>> begin DATA ENTRIES

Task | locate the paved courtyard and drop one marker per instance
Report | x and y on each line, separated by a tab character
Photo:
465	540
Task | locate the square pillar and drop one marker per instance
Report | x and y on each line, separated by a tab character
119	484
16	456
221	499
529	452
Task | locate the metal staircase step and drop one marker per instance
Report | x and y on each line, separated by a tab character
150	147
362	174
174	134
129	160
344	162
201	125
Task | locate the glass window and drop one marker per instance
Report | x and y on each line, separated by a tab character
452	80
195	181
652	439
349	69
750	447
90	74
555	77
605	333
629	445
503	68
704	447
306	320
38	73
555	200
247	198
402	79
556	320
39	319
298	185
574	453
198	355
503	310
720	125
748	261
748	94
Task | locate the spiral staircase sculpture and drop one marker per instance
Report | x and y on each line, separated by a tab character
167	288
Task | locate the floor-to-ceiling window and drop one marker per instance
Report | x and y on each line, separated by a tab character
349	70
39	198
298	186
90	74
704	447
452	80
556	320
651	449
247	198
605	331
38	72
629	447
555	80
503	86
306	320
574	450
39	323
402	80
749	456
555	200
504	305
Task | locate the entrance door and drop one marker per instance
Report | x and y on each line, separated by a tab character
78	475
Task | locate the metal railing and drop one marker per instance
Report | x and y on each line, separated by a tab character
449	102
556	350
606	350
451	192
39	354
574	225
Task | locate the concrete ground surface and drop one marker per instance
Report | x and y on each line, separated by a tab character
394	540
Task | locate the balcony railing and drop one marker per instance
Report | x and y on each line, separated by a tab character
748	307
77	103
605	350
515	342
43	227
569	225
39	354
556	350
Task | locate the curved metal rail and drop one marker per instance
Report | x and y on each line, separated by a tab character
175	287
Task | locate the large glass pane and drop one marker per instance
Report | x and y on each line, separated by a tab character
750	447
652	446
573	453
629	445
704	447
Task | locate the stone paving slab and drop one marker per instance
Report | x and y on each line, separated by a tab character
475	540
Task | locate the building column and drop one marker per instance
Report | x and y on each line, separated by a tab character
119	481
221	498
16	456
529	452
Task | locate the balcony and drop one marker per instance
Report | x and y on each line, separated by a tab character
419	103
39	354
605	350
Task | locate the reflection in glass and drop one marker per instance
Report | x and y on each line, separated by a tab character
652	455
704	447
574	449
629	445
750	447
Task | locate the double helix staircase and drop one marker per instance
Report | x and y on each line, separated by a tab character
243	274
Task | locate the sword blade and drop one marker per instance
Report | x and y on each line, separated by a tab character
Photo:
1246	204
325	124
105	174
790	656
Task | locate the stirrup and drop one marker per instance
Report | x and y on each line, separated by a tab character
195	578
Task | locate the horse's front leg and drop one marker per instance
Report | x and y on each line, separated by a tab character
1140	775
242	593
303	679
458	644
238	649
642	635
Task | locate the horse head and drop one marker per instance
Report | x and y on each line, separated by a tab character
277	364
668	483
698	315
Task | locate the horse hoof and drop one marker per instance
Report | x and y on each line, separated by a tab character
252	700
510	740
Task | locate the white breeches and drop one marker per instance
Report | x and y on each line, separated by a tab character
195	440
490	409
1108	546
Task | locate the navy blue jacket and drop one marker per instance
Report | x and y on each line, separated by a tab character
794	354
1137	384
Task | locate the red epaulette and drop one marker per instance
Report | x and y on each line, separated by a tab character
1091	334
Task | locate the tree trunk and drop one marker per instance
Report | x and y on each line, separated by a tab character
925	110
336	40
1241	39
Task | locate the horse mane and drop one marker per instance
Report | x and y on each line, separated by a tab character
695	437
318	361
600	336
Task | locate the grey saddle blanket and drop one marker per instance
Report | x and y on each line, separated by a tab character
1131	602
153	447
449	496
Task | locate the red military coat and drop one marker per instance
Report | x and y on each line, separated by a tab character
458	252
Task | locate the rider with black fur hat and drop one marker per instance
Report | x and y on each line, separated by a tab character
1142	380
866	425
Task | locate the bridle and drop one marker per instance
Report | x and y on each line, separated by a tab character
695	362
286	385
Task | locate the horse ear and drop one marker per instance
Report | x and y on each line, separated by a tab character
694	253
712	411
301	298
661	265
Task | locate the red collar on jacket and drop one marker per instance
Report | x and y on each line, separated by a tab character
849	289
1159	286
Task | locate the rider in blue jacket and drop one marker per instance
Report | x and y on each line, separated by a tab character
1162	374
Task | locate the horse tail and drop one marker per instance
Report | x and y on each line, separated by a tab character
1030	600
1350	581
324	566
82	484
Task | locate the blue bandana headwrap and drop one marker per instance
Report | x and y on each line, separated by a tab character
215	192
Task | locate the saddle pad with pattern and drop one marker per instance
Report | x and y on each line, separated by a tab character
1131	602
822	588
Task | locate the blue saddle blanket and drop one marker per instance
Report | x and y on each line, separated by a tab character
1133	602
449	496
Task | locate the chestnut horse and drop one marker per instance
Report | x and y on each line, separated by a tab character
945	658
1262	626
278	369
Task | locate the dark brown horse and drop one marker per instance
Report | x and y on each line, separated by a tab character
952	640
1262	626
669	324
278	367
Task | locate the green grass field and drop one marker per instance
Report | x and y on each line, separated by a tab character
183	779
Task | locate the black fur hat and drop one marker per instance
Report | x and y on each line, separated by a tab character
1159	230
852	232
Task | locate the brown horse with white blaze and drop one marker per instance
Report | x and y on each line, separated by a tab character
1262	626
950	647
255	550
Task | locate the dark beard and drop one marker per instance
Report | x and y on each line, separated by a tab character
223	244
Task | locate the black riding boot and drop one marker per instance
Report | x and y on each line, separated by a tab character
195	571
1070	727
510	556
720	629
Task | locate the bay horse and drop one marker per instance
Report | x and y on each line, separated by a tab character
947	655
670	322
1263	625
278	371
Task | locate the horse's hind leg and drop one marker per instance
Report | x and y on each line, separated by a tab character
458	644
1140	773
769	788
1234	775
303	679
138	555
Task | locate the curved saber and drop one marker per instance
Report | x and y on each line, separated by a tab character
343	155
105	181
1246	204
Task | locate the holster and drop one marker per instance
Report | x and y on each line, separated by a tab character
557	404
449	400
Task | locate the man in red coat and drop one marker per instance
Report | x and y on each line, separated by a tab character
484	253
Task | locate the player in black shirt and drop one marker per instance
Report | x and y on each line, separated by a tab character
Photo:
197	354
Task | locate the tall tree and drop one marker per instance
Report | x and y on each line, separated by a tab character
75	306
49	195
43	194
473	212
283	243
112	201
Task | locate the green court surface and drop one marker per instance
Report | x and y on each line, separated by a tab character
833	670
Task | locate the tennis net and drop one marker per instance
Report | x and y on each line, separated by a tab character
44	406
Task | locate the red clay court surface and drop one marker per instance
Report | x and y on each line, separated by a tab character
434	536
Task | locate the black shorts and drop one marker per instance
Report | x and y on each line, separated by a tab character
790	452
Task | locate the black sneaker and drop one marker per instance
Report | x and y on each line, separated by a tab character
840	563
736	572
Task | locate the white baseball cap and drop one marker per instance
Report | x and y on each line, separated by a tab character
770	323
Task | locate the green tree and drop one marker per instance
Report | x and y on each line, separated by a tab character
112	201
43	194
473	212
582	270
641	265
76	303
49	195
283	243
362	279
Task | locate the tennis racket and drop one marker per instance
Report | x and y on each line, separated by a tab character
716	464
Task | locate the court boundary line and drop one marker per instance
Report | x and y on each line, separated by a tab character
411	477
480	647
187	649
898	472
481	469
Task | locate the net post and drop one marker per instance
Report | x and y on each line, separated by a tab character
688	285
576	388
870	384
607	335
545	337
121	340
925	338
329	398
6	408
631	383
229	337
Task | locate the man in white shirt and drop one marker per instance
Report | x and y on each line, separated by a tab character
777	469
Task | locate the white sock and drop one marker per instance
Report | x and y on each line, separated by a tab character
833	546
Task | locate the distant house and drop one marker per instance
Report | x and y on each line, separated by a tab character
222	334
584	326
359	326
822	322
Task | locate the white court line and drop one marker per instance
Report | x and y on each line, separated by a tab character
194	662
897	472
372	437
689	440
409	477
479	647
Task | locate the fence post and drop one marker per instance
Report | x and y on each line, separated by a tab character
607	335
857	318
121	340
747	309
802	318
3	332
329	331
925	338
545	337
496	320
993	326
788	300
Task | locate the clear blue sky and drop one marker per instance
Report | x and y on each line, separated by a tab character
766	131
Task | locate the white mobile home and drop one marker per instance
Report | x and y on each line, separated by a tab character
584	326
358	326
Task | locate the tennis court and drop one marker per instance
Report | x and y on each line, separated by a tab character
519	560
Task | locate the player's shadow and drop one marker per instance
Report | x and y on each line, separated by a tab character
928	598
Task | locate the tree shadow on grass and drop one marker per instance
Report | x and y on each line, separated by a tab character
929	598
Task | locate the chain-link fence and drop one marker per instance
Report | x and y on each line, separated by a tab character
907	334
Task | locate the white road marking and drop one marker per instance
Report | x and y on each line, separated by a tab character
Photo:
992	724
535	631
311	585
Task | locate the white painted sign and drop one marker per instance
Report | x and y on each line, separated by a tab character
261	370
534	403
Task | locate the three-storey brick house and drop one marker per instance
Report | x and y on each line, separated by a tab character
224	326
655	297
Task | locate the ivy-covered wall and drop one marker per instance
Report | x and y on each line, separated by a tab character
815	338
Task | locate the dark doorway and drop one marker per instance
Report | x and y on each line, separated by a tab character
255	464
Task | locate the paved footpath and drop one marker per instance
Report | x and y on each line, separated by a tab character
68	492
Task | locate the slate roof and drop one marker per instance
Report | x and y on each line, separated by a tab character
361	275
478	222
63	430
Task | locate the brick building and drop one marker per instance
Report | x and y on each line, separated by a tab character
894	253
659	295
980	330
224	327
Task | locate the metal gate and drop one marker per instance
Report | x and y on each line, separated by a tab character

>> end DATA ENTRIES

◆ **TASK GOAL**: Only the lines from the one that contains "Task | locate the chain-link" to the end of the data should be output, exactly as they appear.

◆ **WRITTEN RESPONSE**:
Task | locate the chain-link fence and drop one marker per instance
Report | x and y on each line, separated by a tab character
907	334
Task | locate the white road marking and drop one marker per instance
Report | x and y on each line, separated by a tab character
Photo:
992	724
535	631
311	585
Task | locate the white painted sign and drop one marker per instance
Report | x and y on each line, separated by a tab character
261	370
534	403
Task | locate the three-storey brick house and drop one marker per instance
Report | x and y on each line, separated by a tab character
224	326
655	297
Task | locate the ivy-covered wall and drop one marker per instance
Report | x and y on each line, separated by a tab character
815	338
Task | locate the dark doorway and drop one marker per instance
Report | x and y on each line, separated by a tab character
255	464
Task | locate the paved footpath and drop one marker per instance
Report | x and y on each line, separated by a tab character
68	492
Task | locate the slate roof and drop one marker per instance
Report | x and y on each line, separated by a tab character
361	275
478	222
63	430
Task | locate the brick building and drop one marker per instance
Report | x and y on each line, separated by a tab character
894	253
659	295
980	330
224	327
Task | locate the metal gate and drop one marker per instance
Report | x and y on each line, separated by a tab character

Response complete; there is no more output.